[Start of Attachment]
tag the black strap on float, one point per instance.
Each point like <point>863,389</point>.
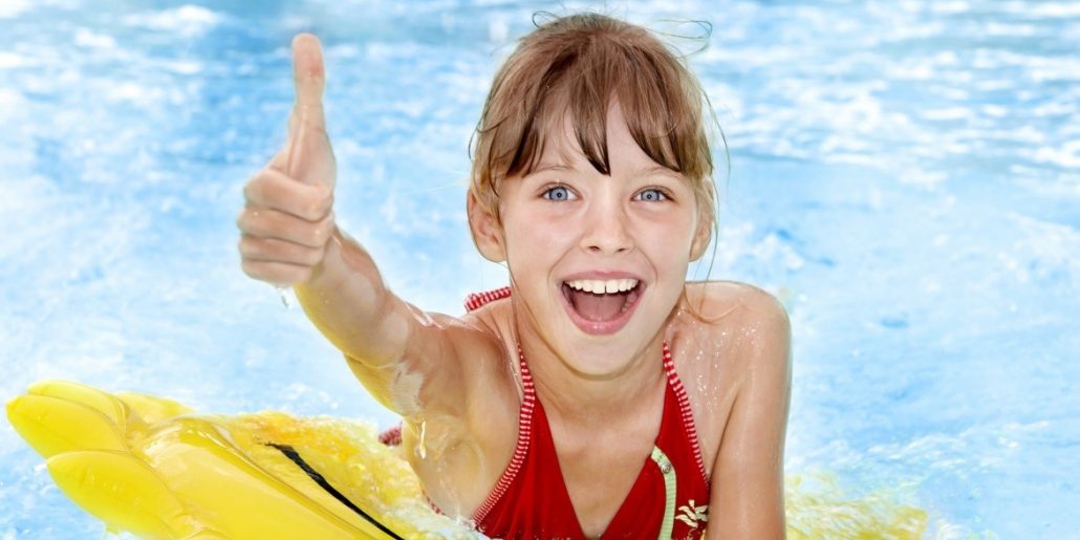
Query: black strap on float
<point>313,474</point>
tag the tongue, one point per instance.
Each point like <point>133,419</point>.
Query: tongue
<point>597,308</point>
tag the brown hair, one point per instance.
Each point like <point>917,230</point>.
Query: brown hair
<point>574,67</point>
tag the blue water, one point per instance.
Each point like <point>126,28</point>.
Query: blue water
<point>905,175</point>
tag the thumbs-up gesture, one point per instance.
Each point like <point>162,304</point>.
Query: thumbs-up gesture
<point>287,218</point>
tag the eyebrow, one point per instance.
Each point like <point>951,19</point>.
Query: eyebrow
<point>657,169</point>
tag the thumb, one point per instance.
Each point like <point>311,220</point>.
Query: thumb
<point>309,76</point>
<point>308,156</point>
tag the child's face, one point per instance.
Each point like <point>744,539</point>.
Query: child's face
<point>599,261</point>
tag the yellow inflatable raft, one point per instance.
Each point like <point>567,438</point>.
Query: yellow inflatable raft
<point>150,467</point>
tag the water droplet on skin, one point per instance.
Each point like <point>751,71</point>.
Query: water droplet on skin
<point>284,297</point>
<point>420,448</point>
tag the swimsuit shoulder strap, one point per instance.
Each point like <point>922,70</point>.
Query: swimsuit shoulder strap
<point>685,412</point>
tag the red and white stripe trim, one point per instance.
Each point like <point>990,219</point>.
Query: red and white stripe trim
<point>524,436</point>
<point>684,405</point>
<point>476,299</point>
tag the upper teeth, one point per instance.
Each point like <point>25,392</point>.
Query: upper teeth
<point>602,286</point>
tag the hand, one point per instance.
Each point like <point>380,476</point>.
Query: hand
<point>287,219</point>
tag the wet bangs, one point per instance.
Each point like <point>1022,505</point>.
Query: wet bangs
<point>575,69</point>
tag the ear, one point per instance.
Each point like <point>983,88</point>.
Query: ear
<point>486,231</point>
<point>701,239</point>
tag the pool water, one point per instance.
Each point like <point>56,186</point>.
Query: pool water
<point>904,175</point>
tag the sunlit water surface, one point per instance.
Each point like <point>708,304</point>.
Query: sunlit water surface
<point>904,175</point>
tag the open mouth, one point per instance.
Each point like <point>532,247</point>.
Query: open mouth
<point>602,300</point>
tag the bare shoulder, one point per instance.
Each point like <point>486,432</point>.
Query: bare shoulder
<point>725,306</point>
<point>731,343</point>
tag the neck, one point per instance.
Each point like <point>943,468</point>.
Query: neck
<point>584,399</point>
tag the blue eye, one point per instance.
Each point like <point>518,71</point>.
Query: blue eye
<point>651,194</point>
<point>557,193</point>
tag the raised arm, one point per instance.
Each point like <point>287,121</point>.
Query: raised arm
<point>747,478</point>
<point>288,238</point>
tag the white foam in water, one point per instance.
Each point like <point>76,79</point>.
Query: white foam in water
<point>904,176</point>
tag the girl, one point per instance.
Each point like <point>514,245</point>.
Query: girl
<point>599,395</point>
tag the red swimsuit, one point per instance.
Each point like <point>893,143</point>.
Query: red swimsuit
<point>530,502</point>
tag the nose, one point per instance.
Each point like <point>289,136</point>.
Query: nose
<point>606,229</point>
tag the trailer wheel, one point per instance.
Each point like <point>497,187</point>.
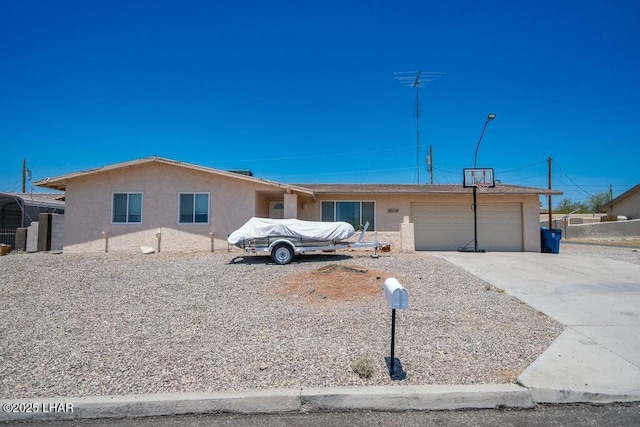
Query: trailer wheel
<point>282,254</point>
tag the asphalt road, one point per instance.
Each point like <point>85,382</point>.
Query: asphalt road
<point>619,415</point>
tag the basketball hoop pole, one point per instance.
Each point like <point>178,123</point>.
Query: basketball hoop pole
<point>475,187</point>
<point>475,220</point>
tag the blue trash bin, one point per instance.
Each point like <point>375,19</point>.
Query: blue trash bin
<point>550,240</point>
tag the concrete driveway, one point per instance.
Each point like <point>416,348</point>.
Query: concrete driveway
<point>597,357</point>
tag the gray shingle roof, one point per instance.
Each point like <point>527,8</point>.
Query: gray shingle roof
<point>503,189</point>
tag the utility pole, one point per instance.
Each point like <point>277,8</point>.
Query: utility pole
<point>610,192</point>
<point>24,175</point>
<point>430,163</point>
<point>550,214</point>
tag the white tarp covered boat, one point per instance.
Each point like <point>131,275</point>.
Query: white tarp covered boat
<point>284,238</point>
<point>257,228</point>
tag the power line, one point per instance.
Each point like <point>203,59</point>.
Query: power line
<point>343,173</point>
<point>569,178</point>
<point>264,159</point>
<point>522,167</point>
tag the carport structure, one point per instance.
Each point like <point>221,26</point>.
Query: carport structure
<point>21,209</point>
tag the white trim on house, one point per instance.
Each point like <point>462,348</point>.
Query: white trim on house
<point>128,193</point>
<point>372,227</point>
<point>195,193</point>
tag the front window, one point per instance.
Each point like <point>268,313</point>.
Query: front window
<point>194,208</point>
<point>127,208</point>
<point>355,213</point>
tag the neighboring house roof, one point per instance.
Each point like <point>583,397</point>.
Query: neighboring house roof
<point>626,194</point>
<point>59,182</point>
<point>501,189</point>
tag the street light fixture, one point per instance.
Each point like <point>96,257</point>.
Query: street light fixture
<point>490,117</point>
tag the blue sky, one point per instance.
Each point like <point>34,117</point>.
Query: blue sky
<point>305,91</point>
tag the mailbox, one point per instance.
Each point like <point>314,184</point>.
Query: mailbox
<point>397,296</point>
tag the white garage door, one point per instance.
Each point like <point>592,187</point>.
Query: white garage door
<point>449,226</point>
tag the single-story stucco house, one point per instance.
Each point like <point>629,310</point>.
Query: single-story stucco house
<point>141,202</point>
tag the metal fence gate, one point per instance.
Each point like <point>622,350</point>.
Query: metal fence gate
<point>8,236</point>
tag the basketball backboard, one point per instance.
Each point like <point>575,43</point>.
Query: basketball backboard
<point>475,177</point>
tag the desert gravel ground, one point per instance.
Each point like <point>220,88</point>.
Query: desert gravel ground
<point>627,251</point>
<point>105,324</point>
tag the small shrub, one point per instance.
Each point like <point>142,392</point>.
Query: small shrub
<point>363,367</point>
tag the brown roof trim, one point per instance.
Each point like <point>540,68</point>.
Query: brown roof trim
<point>624,195</point>
<point>499,189</point>
<point>59,182</point>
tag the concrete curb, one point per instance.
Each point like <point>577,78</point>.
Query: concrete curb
<point>384,398</point>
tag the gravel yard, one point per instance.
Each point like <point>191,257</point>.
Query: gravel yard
<point>607,250</point>
<point>104,324</point>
[End of Attachment]
- **TASK BRIEF**: Pictures stay out, but everything else in the records must be output exactly.

- **ANSWER BOX**:
tag the black strap on float, one point per instance.
Each point like <point>863,389</point>.
Query: black strap on float
<point>313,474</point>
tag the tongue, one point per instance.
Each point like <point>133,419</point>.
Query: tongue
<point>597,308</point>
tag the brown hair, one point per instance.
Each point like <point>917,230</point>.
Query: brown hair
<point>574,67</point>
tag the blue water, one point per instance.
Each point like <point>126,28</point>.
Query: blue water
<point>905,175</point>
tag the thumbs-up gesture, one point per instance.
Each point like <point>162,304</point>.
Query: thumbs-up gesture
<point>287,218</point>
tag the eyebrow, one point per instance.
Each point like <point>951,19</point>.
Query: eyebrow
<point>657,169</point>
tag the thumb, one point per instance.
Each point like <point>311,220</point>.
Query: thumb
<point>309,76</point>
<point>308,156</point>
tag the child's face, one point per instance.
Each point like <point>744,539</point>.
Query: child's face
<point>599,261</point>
tag the yellow inflatable raft, one point per instance.
Each point like <point>567,438</point>.
Query: yellow inflatable raft
<point>150,467</point>
tag the water droplet on skin, one point per instance.
Each point like <point>751,71</point>.
Query: water droplet on skin
<point>284,297</point>
<point>420,448</point>
tag the swimsuit shoulder strap, one point per instance.
Each point like <point>922,70</point>.
Query: swimsuit shoulder strap
<point>685,412</point>
tag the red and white stripe trim, one point per instance.
Each point like <point>990,219</point>.
Query: red and white stripe trim
<point>524,436</point>
<point>684,405</point>
<point>476,299</point>
tag the upper teeth, one point per instance.
Each point like <point>25,392</point>.
Query: upper teeth
<point>602,286</point>
tag the hand, one point per instance.
Each point like <point>380,476</point>.
Query: hand
<point>287,219</point>
tag the wet bangs, one point per instance.
Each point like <point>1022,505</point>.
Query: wet bangs
<point>575,69</point>
tag the ear, one point per instance.
Each point like <point>983,88</point>.
Query: ear
<point>486,231</point>
<point>701,239</point>
tag the pool water, one point per instance.
Each point like <point>56,186</point>.
Query: pool water
<point>904,175</point>
tag the sunlit water surface, one point per instance.
Each point like <point>708,304</point>.
Query: sunlit water surface
<point>904,175</point>
tag the open mouth, one point per instance.
Each point like <point>532,247</point>.
Query: open mouth
<point>602,300</point>
tag the bare shoulder, one point per instance.
Each point like <point>486,432</point>.
Query: bare shoulder
<point>725,306</point>
<point>731,343</point>
tag the neck, one point per instance.
Each point like <point>943,468</point>.
Query: neck
<point>584,399</point>
tag the blue eye, one point per instance.
Each point like <point>518,71</point>.
Query: blue eye
<point>651,194</point>
<point>557,193</point>
tag the raised arm, one point per instance.
Each point like <point>287,121</point>.
Query: raised arm
<point>747,478</point>
<point>288,238</point>
tag the white foam in water, one point per instance.
Each point like <point>76,79</point>.
Query: white foam in water
<point>904,176</point>
tag the girl, one point per instance.
Each point like <point>514,245</point>.
Query: girl
<point>599,395</point>
tag the red swimsuit, one point per instance.
Each point like <point>893,143</point>.
Query: red swimsuit
<point>530,502</point>
tag the nose, one point per instance.
Each point like <point>289,136</point>.
Query: nose
<point>606,229</point>
tag the trailer wheel, one point per instance.
Each point like <point>497,187</point>.
Query: trailer wheel
<point>282,254</point>
tag the asphalt road, one point per instance.
Each point like <point>85,382</point>.
Query: asphalt road
<point>619,415</point>
tag the basketball hoop pole, one point per instance.
Each point like <point>178,123</point>.
Query: basketball hoop pole
<point>475,187</point>
<point>475,220</point>
tag the blue trash bin, one point per instance.
Each point like <point>375,19</point>.
Query: blue trash bin
<point>550,240</point>
tag the concrete driveway, one point per instance.
Each point like <point>416,348</point>.
Query: concrete driveway
<point>597,357</point>
tag the gray shingle roof, one point per instance.
Each point like <point>527,8</point>.
Query: gray shingle roof
<point>503,189</point>
tag the utility pole, one point per instance.
Each point like <point>277,8</point>.
Query: utility pole
<point>610,192</point>
<point>24,175</point>
<point>430,163</point>
<point>550,214</point>
tag the white tarp covered boat, one point per instance.
Each point like <point>131,275</point>.
Query: white tarp covered boat
<point>284,238</point>
<point>257,228</point>
tag the power line, one point per instance.
Each point like <point>203,59</point>.
Query: power line
<point>343,173</point>
<point>569,178</point>
<point>264,159</point>
<point>522,167</point>
tag the carport structure, one point per instance.
Each point like <point>221,26</point>.
Query: carport structure
<point>21,209</point>
tag the white trim on house, one point per instance.
Each point like <point>462,348</point>.
Query: white trim on house
<point>128,193</point>
<point>372,227</point>
<point>195,193</point>
tag the front window, one point per instance.
Each point like <point>268,313</point>.
Query: front window
<point>194,208</point>
<point>127,208</point>
<point>355,213</point>
tag the neighboring house roof, one point per instance.
Each point like <point>583,397</point>.
Query: neighboring house roof
<point>626,194</point>
<point>59,182</point>
<point>501,189</point>
tag the street light fixture, one point per instance.
Each point like <point>96,257</point>.
Query: street light fixture
<point>490,117</point>
tag the blue sky, one point per instance.
Each point like <point>34,117</point>.
Query: blue sky
<point>305,91</point>
tag the mailbox, one point per instance.
Each point like <point>314,184</point>.
Query: mailbox
<point>397,296</point>
tag the white garage door, one point per instance.
Each point like <point>592,187</point>.
Query: white garage door
<point>449,226</point>
tag the single-story stucco house, one point per instance.
Each point like <point>629,310</point>.
Query: single-story stucco house
<point>141,202</point>
tag the metal fence gate, one point per instance.
Each point like <point>622,350</point>.
Query: metal fence gate
<point>8,236</point>
tag the basketball backboard, one point per instance.
Each point like <point>575,43</point>.
Query: basketball backboard
<point>475,177</point>
tag the desert gravel ground, one point per instance.
Each point like <point>220,88</point>.
Query: desert gravel ground
<point>627,251</point>
<point>105,324</point>
tag the small shrub, one point per instance.
Each point like <point>142,392</point>.
Query: small shrub
<point>363,367</point>
tag the brown roof trim, one point per instance.
Each point like <point>540,68</point>.
Query: brown roof trim
<point>624,195</point>
<point>499,189</point>
<point>59,182</point>
tag the concrete curb, one point per instance.
Each point like <point>577,78</point>.
Query: concrete curb
<point>384,398</point>
tag the gravel yard, one point per instance.
Each point like <point>191,257</point>.
Query: gravel yard
<point>607,250</point>
<point>104,324</point>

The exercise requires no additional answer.